- EXERCISE OBJECTIVE
The answer should contain each record below, repeated exactly.

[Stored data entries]
--- --- ---

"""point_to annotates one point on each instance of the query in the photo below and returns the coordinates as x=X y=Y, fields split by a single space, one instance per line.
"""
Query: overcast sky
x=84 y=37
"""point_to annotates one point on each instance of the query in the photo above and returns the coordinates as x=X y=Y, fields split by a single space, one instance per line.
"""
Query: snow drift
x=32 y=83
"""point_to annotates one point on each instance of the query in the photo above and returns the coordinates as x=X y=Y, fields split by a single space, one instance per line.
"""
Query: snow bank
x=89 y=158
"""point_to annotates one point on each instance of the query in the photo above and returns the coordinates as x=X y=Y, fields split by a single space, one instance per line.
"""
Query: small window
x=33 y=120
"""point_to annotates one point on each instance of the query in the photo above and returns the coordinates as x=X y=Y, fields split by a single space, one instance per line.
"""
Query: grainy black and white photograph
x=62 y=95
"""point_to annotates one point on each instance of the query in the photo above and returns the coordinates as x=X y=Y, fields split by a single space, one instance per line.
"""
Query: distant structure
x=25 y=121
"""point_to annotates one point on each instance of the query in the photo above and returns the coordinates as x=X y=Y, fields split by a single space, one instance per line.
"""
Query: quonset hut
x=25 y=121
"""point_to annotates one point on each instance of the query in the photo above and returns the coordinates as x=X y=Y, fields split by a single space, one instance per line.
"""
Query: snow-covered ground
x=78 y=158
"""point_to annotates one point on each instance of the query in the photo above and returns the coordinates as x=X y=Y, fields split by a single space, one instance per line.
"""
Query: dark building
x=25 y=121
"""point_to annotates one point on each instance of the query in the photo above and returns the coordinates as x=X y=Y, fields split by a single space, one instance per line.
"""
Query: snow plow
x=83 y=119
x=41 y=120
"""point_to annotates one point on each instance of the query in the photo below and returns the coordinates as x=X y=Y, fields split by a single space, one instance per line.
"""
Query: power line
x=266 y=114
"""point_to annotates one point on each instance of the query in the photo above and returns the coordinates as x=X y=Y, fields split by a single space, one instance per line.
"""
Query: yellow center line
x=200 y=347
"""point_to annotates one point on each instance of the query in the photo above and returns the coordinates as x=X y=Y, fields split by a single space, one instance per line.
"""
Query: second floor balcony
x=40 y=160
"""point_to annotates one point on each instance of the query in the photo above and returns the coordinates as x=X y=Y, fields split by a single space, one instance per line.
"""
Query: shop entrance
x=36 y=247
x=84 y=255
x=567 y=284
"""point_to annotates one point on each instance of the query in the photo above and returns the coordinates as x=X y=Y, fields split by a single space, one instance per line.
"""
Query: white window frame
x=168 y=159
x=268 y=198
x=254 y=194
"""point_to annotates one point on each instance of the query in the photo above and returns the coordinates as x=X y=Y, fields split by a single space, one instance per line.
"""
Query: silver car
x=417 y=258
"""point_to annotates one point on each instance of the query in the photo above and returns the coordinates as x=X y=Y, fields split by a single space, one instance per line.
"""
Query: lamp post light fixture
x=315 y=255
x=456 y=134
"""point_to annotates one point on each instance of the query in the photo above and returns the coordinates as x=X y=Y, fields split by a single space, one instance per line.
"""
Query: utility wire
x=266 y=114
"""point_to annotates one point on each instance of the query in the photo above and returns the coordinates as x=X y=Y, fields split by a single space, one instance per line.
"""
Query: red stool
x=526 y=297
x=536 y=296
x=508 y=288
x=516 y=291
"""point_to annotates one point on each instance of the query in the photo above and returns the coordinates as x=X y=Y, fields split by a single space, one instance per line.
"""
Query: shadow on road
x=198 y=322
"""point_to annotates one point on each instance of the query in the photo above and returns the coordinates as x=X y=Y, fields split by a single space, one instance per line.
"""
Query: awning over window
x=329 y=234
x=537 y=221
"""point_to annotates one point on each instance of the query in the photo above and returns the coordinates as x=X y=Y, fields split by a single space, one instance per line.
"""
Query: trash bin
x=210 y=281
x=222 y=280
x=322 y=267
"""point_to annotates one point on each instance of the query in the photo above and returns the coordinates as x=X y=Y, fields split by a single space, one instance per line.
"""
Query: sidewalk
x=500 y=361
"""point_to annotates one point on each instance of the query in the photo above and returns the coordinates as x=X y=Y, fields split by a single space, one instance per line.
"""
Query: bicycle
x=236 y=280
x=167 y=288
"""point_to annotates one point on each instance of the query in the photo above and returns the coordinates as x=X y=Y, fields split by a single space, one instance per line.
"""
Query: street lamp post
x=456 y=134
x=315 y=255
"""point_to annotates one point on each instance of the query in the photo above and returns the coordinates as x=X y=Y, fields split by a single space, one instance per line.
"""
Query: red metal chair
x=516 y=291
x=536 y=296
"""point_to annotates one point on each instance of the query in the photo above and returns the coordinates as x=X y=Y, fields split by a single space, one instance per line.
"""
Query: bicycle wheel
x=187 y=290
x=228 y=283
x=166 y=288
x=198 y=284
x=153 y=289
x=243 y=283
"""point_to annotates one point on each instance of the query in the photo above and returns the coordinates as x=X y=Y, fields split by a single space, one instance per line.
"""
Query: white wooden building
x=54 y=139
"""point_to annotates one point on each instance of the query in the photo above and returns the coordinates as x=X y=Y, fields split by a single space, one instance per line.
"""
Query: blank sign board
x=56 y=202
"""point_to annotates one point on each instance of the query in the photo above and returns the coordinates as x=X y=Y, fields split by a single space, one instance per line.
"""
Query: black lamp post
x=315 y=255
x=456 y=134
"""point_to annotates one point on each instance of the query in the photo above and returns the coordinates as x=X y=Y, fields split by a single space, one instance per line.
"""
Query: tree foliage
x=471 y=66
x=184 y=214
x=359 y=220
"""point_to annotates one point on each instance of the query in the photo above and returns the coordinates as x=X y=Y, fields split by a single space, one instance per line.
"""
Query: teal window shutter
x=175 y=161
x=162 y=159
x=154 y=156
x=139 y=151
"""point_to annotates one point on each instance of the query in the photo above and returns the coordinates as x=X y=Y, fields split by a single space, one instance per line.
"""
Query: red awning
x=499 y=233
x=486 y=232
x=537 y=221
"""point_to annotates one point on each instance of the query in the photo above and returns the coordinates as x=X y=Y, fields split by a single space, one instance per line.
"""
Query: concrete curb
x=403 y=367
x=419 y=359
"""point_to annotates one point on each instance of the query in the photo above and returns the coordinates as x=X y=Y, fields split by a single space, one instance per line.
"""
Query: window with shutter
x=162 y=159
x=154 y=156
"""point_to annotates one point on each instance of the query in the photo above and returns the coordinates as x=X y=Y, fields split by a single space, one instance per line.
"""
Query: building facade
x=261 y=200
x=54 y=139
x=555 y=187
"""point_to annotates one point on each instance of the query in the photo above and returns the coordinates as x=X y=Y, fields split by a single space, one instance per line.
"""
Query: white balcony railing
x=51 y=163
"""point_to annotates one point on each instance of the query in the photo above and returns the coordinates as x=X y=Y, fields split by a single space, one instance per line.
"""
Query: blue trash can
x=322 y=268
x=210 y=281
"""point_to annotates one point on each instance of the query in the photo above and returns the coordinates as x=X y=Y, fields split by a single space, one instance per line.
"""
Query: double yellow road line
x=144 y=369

--- --- ---

- EXERCISE ANSWER
"""point_to annotates one point on each instance of the query in the photo below and returns the coordinates as x=X y=Y, fields split by a single space, one instance per line.
"""
Query: overcast sky
x=84 y=37
"""point_to annotates one point on each instance of the query in the photo above and returns the coordinates as x=X y=Y, fields split by a single space, one instance per line.
"""
Query: snow drift
x=32 y=83
"""point_to annotates one point on each instance of the query in the photo above and returns the coordinates as x=X y=Y, fields split by a single space, one instance per line.
"""
Query: snow bank
x=89 y=158
"""point_to annotates one point on each instance of the query in the photo above and returns the coordinates as x=X y=Y, fields split by a single space, one instance per line.
"""
Query: small window
x=33 y=120
"""point_to annotates one point on each instance of the query in the photo above and returns the coordinates as x=X y=Y, fields split by a single space, one instance per line.
"""
Query: grainy black and white photograph
x=62 y=95
"""point_to annotates one point on each instance of the query in the photo above and returns the coordinates as x=X y=Y, fields split by a single space, one instance per line.
"""
Query: distant structure
x=25 y=121
"""point_to annotates one point on each instance of the query in the photo above and returns the coordinates as x=X y=Y, fields split by a single space, one instance per line.
"""
Query: quonset hut
x=25 y=121
"""point_to annotates one point on each instance of the query in the photo above and returns the coordinates as x=X y=Y, fields split by a single space, one instance per line.
"""
Query: snow-covered ground
x=78 y=158
"""point_to annotates one point on each instance of the query in the photo above and returns the coordinates as x=X y=Y, fields split by a single space, one instance per line.
"""
Query: dark building
x=25 y=121
"""point_to annotates one point on each instance of the query in the photo above and returns the coordinates as x=X y=Y, fields split by a single space, one instance per line.
"""
Query: snow plow
x=83 y=119
x=41 y=120
"""point_to annotates one point on each instance of the query in the photo below and returns the coordinates as x=X y=Y, fields split by a single space, one instance per line.
"""
Query: power line
x=266 y=114
"""point_to annotates one point on each instance of the query in the photo above and returns the coordinates as x=X y=Y, fields split by a single space, one instance per line.
"""
Query: yellow center line
x=200 y=347
"""point_to annotates one point on each instance of the query in the photo above and returns the coordinates as x=X y=Y, fields split by a single space, one instance per line.
"""
Query: second floor balcony
x=40 y=160
"""point_to annotates one point on each instance of the query in the photo above and returns the coordinates as x=X y=Y, fields split by a single space, one instance per line.
"""
Query: shop entrance
x=36 y=247
x=84 y=255
x=567 y=284
"""point_to annotates one point on each instance of the query in the photo above and returns the coordinates as x=X y=Y, fields split by a single space, one instance per line.
"""
Query: white window frame
x=168 y=159
x=268 y=198
x=254 y=194
"""point_to annotates one point on each instance of the query in the photo above and returns the coordinates as x=X y=Y, fields split by a single space, one instance per line.
"""
Query: silver car
x=417 y=258
"""point_to annotates one point on each instance of the query in the photo above and returns the coordinates as x=X y=Y, fields split by a single space, one instance per line.
"""
Query: lamp post light fixture
x=315 y=255
x=456 y=134
"""point_to annotates one point on each instance of the query in the photo above and returns the coordinates as x=X y=Y, fields split by a single space, one instance per line.
"""
Query: utility wire
x=266 y=114
"""point_to annotates one point on each instance of the query in the photo above and returns the coordinates as x=X y=Y, fields split by a single space, one instance per line.
"""
Query: red stool
x=526 y=297
x=536 y=296
x=508 y=288
x=516 y=291
"""point_to annotates one point on each instance of the query in the photo above and returns the coordinates as x=X y=Y, fields split by a single space, one instance per line.
"""
Query: shadow on road
x=198 y=322
"""point_to annotates one point on each instance of the query in the photo above and returns the coordinates as x=X y=Y, fields split by a single space, one instance per line.
"""
Query: awning over window
x=329 y=234
x=537 y=221
"""point_to annotates one point on each instance of the query in the photo above and returns the coordinates as x=X y=Y, fields split by a single space, one instance per line.
"""
Query: trash bin
x=210 y=281
x=222 y=280
x=322 y=267
"""point_to annotates one point on each instance of the query in the photo above and returns the coordinates as x=X y=Y, fields split by a single space, one instance per line.
"""
Query: sidewalk
x=500 y=361
"""point_to annotates one point on each instance of the query in the photo above and returns the coordinates as x=X y=Y, fields split by a single space, one instance per line.
"""
Query: bicycle
x=236 y=280
x=167 y=288
"""point_to annotates one point on each instance of the query in the photo above and returns the coordinates as x=X y=Y, fields split by a single space, one instance per line.
"""
Query: street lamp post
x=456 y=134
x=315 y=255
"""point_to annotates one point on each instance of the query in the photo above and returns the coordinates as x=X y=Y, fields split by a single space, one instance per line.
"""
Query: red metal chair
x=516 y=291
x=536 y=296
"""point_to annotates one point on each instance of the query in the photo above and returns the coordinates as x=X y=Y, fields split by a single space, one instance per line.
"""
Query: bicycle wheel
x=187 y=290
x=228 y=283
x=166 y=288
x=198 y=284
x=153 y=289
x=243 y=283
"""point_to annotates one point on each instance of the query in the photo above and returns the coordinates as x=X y=Y, fields split by a single space, one instance per line.
"""
Query: white wooden building
x=54 y=139
"""point_to annotates one point on each instance of the query in the photo above and returns the coordinates as x=X y=Y, fields split by a single space, one instance per line.
"""
Query: blank sign board
x=56 y=202
"""point_to annotates one point on each instance of the query in the photo above and returns the coordinates as x=X y=Y, fields split by a single space, one instance per line.
"""
Query: black lamp post
x=315 y=255
x=456 y=134
"""point_to annotates one point on each instance of the query in the photo above and returns the coordinates as x=X y=Y, fields split by a single space, one instance per line.
"""
Query: tree foliage
x=471 y=66
x=184 y=214
x=359 y=220
"""point_to annotates one point on each instance of the query in the photo above and returns the coordinates as x=X y=Y, fields split by a single space, one instance per line.
"""
Query: teal window shutter
x=175 y=161
x=162 y=159
x=154 y=156
x=139 y=151
"""point_to annotates one point on each instance of the query in the photo above and returns the coordinates as x=X y=Y, fields split by a single space, one instance per line.
"""
Query: red awning
x=499 y=233
x=486 y=232
x=537 y=221
"""point_to annotates one point on each instance of the query in the photo above and returns the coordinates as x=X y=Y, fields split by a single space, one instance per line.
"""
Query: concrete curb
x=403 y=367
x=419 y=359
"""point_to annotates one point on each instance of the query in the photo above and returns the coordinates as x=X y=Y, fields split by a single space, one instance per line.
"""
Query: window with shutter
x=162 y=159
x=154 y=156
"""point_to annotates one point on each instance of the query in the photo above and returns the coordinates as x=X y=Y, fields split by a single space, one instance per line.
"""
Query: building facade
x=261 y=200
x=54 y=139
x=555 y=187
"""point_to annotates one point on each instance of the query in the photo above and returns the coordinates as x=X y=Y, fields split by a single space, one instance per line.
"""
Query: white balcony railing
x=51 y=163
"""point_to annotates one point on each instance of the query in the photo above and returns the coordinates as x=X y=Y, fields split by a single space, one instance per line.
"""
Query: blue trash can
x=322 y=268
x=210 y=281
"""point_to annotates one point on each instance of the query in the photo above and returns the coordinates as x=X y=Y, fields split by a single space, one instance per line.
"""
Query: double yellow road line
x=144 y=369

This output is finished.